▸ **TASK REQUIREMENTS**
Go line by line through the records below. Copy whichever lines contain the string "football".
═════ DATA UNDER STUDY ═════
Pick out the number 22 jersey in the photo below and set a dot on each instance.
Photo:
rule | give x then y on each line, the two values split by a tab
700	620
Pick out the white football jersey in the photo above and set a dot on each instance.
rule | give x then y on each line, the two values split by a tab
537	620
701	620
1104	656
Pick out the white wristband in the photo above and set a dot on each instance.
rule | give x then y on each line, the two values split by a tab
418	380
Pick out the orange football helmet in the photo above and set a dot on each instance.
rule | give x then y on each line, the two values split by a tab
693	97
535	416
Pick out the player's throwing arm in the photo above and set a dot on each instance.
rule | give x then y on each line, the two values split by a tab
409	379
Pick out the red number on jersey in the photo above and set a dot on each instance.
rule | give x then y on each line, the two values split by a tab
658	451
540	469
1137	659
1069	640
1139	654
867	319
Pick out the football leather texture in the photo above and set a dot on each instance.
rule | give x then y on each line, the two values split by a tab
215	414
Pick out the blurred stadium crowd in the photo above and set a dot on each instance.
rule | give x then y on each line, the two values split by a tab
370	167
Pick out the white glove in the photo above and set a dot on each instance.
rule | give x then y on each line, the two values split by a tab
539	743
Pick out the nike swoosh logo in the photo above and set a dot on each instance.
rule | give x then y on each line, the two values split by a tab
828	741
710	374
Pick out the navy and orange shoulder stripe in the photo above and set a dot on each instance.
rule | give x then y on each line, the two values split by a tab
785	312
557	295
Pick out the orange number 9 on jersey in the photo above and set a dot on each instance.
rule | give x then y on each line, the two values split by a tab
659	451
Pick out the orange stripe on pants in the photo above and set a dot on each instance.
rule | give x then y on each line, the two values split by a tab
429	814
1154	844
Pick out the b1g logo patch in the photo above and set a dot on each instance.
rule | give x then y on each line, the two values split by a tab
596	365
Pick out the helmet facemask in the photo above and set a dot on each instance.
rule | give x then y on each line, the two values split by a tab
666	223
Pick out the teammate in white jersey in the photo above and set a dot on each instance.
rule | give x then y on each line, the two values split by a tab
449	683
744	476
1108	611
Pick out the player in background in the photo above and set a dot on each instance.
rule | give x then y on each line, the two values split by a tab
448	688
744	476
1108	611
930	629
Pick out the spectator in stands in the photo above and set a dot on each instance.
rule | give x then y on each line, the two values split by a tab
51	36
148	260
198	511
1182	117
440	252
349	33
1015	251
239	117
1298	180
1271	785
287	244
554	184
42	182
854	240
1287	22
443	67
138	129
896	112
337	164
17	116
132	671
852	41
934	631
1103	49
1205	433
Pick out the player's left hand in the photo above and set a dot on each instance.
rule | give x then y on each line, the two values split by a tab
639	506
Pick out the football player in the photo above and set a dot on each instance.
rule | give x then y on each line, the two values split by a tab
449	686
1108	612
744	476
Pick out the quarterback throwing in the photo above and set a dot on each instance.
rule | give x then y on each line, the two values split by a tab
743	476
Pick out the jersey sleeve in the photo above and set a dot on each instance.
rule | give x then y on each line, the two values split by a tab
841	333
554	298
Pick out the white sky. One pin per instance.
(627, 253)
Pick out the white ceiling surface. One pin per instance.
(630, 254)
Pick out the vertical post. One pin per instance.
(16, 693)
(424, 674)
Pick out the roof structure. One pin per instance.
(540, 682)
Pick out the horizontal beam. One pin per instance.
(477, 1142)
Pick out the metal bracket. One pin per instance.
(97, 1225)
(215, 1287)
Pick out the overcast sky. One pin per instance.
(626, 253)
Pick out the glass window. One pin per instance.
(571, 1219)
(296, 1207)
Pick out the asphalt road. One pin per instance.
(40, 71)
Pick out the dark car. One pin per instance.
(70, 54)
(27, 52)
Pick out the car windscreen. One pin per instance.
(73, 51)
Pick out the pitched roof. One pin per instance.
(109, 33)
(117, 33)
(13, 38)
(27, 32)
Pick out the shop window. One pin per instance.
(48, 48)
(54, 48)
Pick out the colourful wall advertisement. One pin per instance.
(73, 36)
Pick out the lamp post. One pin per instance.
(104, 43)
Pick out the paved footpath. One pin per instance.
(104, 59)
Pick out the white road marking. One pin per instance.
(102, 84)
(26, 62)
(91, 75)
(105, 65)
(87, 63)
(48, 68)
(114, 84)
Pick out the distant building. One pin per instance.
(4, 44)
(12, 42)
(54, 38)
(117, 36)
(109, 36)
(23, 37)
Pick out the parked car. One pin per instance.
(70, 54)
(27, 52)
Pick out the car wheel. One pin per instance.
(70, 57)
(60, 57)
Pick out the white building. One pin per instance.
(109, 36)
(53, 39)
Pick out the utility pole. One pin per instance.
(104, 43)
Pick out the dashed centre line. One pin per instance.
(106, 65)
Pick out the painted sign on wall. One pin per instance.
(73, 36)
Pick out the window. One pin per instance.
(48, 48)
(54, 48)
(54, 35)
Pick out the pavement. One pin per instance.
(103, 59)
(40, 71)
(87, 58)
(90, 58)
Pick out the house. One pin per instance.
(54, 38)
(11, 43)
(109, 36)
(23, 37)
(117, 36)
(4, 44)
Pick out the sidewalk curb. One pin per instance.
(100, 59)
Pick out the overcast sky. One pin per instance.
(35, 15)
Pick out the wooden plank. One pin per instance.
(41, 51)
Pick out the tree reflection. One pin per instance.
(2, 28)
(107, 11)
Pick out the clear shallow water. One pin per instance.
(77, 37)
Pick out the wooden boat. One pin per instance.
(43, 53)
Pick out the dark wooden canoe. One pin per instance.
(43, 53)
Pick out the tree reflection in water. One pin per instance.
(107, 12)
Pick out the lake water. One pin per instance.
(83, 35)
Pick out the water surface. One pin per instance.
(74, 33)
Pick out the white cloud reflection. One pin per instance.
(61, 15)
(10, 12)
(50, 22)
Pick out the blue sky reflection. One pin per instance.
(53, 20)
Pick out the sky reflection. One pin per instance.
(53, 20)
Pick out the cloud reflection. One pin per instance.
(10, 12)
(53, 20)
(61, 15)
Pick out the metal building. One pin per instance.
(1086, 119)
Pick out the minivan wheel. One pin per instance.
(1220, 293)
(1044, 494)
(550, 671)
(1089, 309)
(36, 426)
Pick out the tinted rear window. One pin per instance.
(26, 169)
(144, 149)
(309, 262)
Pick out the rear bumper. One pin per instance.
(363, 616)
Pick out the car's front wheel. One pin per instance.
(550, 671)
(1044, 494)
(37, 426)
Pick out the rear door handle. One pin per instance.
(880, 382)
═════
▸ **ANSWER BELOW**
Pick out the white football jersey in the photo above and set a dot on each instance.
Pick out the orange football helmet in the photo above and set a dot on each instance.
Pick out the football leather texture in the photo above and set a dot on each instance.
Pick out the football player in the photo above and set a dot on each instance.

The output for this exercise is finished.